Selected passage:
○ ○ ○ ○ ○ ○ ○

Poor weather hurts chemicals maker

Chemicals manufacturer Nufarm has posted a 53 per cent fall in profit for the six months to January this year, and has slashed its outlook for the rest of the year.

Excluding the impact of material items, Nufarm booked a net profit after tax of $10.6 million, down from the $23.9m posted for the first half of 2012.

 

The company said performance across its global business had been mixed, with hot and dry conditions in Australia reducing demand for its agricultural chemicals.

 

“Australia experienced unseasonably dry and hot conditions for most of the first half period, particularly in the northern summer cropping regions,” it said.

 

“”With low levels of moisture and unusually low pest and disease pressure, demand for crop protection products was consequently very weak and increased competition for fewer sales opportunities also impacted on pricing and margins.”

 

Overseas the company said its market in Brazil had generated a “significant improvement” in first half earnings, with the North American and European businesses also improving performance.

 

In outlining its earnings for the rest of the year, Nufarm said conditions in Australia would remain “extremely challenging” with poor weather and foreign exchange losses hurting the bottom line.

 

Outside Australia the company said it was confident it could improve performance, but the total profit after tax was expected to be lower than the previous year, coming within a range of $80m-$95m.

○ ○ ○ ○ ○ ○ ○

Data entries:
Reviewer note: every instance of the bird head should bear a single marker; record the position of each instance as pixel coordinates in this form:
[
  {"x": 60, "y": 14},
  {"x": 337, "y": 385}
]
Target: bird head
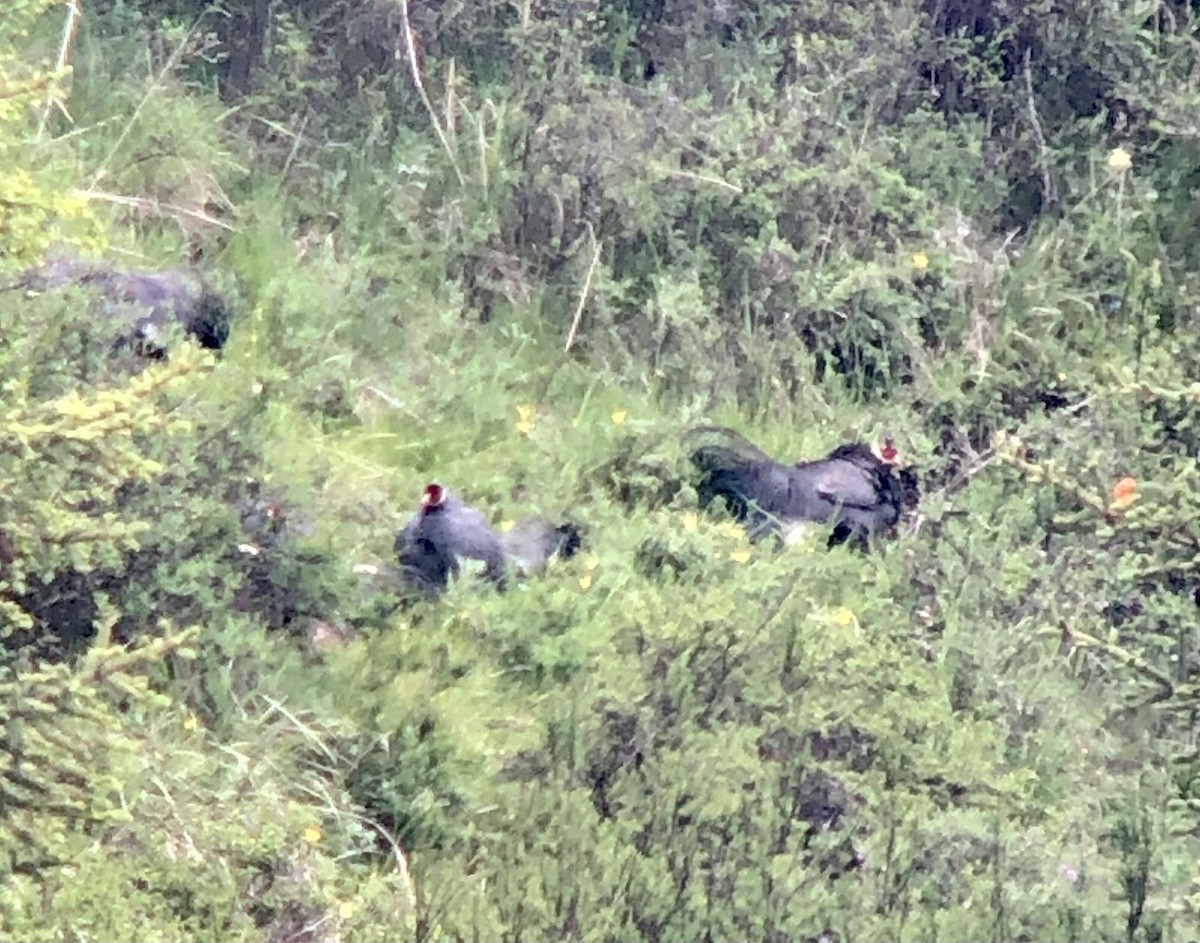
[
  {"x": 887, "y": 452},
  {"x": 433, "y": 496}
]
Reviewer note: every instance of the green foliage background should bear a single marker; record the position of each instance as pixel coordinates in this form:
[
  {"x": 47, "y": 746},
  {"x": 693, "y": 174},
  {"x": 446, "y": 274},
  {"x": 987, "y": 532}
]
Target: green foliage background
[{"x": 521, "y": 247}]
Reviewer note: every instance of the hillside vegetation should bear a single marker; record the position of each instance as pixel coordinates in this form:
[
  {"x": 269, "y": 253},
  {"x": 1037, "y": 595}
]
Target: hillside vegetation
[{"x": 522, "y": 248}]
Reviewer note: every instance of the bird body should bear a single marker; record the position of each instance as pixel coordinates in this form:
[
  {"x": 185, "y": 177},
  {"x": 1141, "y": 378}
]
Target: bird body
[
  {"x": 144, "y": 302},
  {"x": 445, "y": 532},
  {"x": 853, "y": 488}
]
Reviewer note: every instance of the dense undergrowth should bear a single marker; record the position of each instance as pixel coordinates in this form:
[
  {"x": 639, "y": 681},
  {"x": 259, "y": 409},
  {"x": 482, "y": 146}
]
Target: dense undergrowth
[{"x": 525, "y": 264}]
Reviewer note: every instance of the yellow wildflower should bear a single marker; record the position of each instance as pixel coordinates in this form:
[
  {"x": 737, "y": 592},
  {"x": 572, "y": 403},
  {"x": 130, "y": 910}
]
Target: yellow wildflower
[
  {"x": 1119, "y": 160},
  {"x": 843, "y": 617}
]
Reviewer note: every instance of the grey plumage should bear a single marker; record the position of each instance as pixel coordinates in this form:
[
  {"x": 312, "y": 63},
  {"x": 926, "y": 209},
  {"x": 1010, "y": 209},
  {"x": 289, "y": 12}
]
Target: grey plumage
[
  {"x": 144, "y": 302},
  {"x": 852, "y": 490},
  {"x": 445, "y": 530}
]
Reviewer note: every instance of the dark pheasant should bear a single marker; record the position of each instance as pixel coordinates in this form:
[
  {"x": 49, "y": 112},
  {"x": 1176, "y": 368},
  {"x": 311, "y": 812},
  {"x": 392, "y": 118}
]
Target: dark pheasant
[
  {"x": 855, "y": 490},
  {"x": 447, "y": 530}
]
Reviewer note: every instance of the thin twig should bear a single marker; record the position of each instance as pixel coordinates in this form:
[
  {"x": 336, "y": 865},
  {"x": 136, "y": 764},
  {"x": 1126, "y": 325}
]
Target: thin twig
[
  {"x": 706, "y": 179},
  {"x": 69, "y": 29},
  {"x": 586, "y": 293},
  {"x": 175, "y": 56},
  {"x": 168, "y": 209},
  {"x": 411, "y": 49},
  {"x": 1048, "y": 187}
]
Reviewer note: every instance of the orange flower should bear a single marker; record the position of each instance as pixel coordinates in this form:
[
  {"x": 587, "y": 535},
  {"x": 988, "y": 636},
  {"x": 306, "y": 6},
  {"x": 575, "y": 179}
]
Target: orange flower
[{"x": 1125, "y": 493}]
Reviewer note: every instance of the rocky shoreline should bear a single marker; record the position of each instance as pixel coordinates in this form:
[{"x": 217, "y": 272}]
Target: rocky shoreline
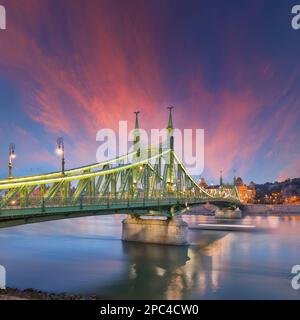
[{"x": 31, "y": 294}]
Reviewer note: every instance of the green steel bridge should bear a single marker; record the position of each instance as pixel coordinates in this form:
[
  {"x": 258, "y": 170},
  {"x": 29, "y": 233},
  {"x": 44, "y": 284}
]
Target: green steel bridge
[{"x": 150, "y": 181}]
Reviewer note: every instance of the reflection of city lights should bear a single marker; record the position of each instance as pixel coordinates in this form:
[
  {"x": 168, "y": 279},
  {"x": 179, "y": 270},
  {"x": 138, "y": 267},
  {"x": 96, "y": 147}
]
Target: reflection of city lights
[{"x": 59, "y": 151}]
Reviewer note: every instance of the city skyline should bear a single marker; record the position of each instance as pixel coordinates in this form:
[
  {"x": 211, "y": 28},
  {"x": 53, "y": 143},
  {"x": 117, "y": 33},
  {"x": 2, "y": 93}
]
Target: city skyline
[{"x": 68, "y": 70}]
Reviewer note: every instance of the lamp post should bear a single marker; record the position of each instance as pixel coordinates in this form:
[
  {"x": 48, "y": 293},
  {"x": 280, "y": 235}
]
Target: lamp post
[
  {"x": 11, "y": 156},
  {"x": 60, "y": 150}
]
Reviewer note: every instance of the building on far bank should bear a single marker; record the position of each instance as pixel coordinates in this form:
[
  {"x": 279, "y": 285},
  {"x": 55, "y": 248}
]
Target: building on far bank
[{"x": 247, "y": 194}]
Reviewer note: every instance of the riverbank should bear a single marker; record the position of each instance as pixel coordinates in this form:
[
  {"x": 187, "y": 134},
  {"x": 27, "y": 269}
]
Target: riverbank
[{"x": 31, "y": 294}]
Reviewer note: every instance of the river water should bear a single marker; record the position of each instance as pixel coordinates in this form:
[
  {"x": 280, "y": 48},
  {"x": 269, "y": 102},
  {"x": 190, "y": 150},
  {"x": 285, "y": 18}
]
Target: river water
[{"x": 86, "y": 256}]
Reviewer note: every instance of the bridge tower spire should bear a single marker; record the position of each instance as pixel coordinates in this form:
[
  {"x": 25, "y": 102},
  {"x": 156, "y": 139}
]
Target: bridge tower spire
[
  {"x": 137, "y": 135},
  {"x": 170, "y": 142},
  {"x": 221, "y": 178},
  {"x": 170, "y": 129}
]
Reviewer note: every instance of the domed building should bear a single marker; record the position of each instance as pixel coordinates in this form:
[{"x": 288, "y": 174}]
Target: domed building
[
  {"x": 247, "y": 194},
  {"x": 203, "y": 183}
]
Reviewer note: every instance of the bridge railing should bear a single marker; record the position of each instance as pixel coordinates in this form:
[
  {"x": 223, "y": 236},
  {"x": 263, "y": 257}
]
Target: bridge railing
[{"x": 39, "y": 202}]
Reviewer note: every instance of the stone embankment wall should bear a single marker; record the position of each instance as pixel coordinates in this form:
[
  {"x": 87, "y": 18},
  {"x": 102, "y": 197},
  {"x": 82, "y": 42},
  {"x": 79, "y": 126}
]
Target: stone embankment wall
[{"x": 270, "y": 209}]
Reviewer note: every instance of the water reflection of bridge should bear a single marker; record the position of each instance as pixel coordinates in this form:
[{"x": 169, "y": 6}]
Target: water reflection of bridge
[{"x": 170, "y": 272}]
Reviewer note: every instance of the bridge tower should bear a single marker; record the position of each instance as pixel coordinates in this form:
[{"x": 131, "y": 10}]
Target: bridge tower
[
  {"x": 137, "y": 149},
  {"x": 170, "y": 144},
  {"x": 221, "y": 178}
]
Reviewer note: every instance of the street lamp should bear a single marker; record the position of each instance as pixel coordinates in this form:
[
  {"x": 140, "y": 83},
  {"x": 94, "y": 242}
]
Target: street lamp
[
  {"x": 11, "y": 156},
  {"x": 60, "y": 151}
]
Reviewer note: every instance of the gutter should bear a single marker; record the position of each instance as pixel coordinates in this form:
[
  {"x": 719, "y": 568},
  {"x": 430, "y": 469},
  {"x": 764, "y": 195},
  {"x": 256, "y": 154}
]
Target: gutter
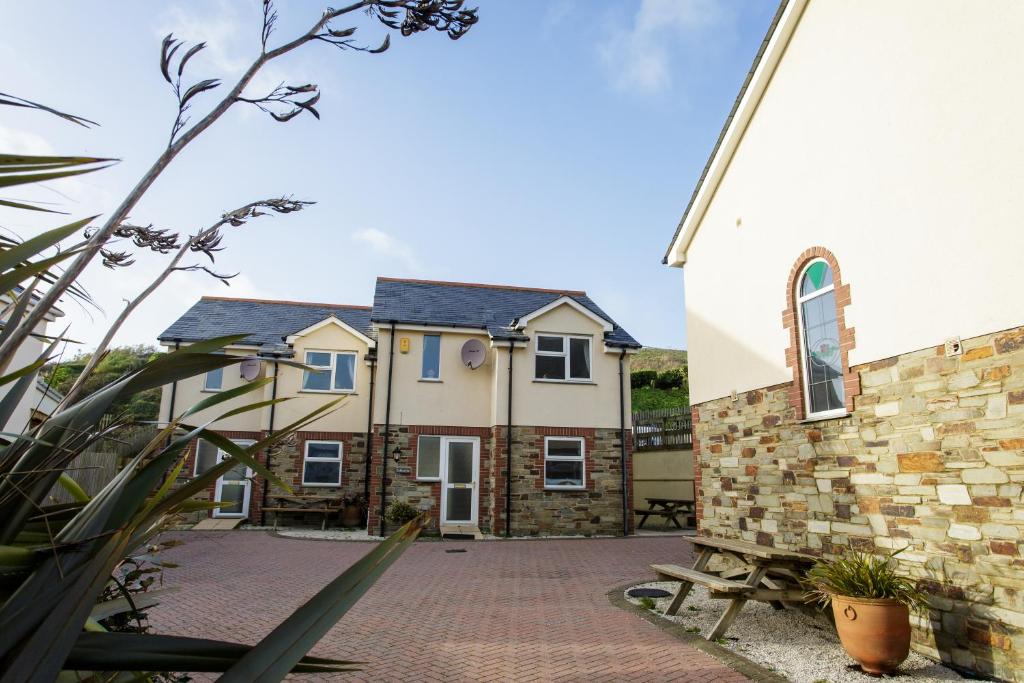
[
  {"x": 508, "y": 455},
  {"x": 622, "y": 438},
  {"x": 269, "y": 430},
  {"x": 387, "y": 426}
]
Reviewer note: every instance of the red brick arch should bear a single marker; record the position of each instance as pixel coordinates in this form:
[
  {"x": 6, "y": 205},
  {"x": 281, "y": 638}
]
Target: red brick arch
[{"x": 851, "y": 380}]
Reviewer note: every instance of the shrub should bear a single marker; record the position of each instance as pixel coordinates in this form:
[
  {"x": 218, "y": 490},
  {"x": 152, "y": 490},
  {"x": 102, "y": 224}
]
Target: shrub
[
  {"x": 400, "y": 512},
  {"x": 863, "y": 575},
  {"x": 671, "y": 379},
  {"x": 642, "y": 378}
]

○ ○ ○ ○ ○ ○ ○

Required action 1: Edit the Nufarm profit article: reproduce everything from "Overseas the company" down to "range of $80m-$95m.", replacing "Brazil" with "Argentina".
Required action 2: Translate this sentence from the Nufarm profit article into Spanish: "The company said performance across its global business had been mixed, with hot and dry conditions in Australia reducing demand for its agricultural chemicals."
Required action 3: List every dollar amount in the Nufarm profit article, counting each end of a range as its own item.
You can set the data entries aside, since none of the work draws on them.

Response 1:
Overseas the company said its market in Argentina had generated a “significant improvement” in first half earnings, with the North American and European businesses also improving performance.

 

In outlining its earnings for the rest of the year, Nufarm said conditions in Australia would remain “extremely challenging” with poor weather and foreign exchange losses hurting the bottom line.

 

Outside Australia the company said it was confident it could improve performance, but the total profit after tax was expected to be lower than the previous year, coming within a range of $80m-$95m.

Response 2: La empresa dijo que el desempeño de su negocio global había sido desigual, ya que las condiciones cálidas y secas en Australia redujeron la demanda de sus productos químicos agrícolas.

Response 3:
$10.6 million
$23.9m
$80m
$95m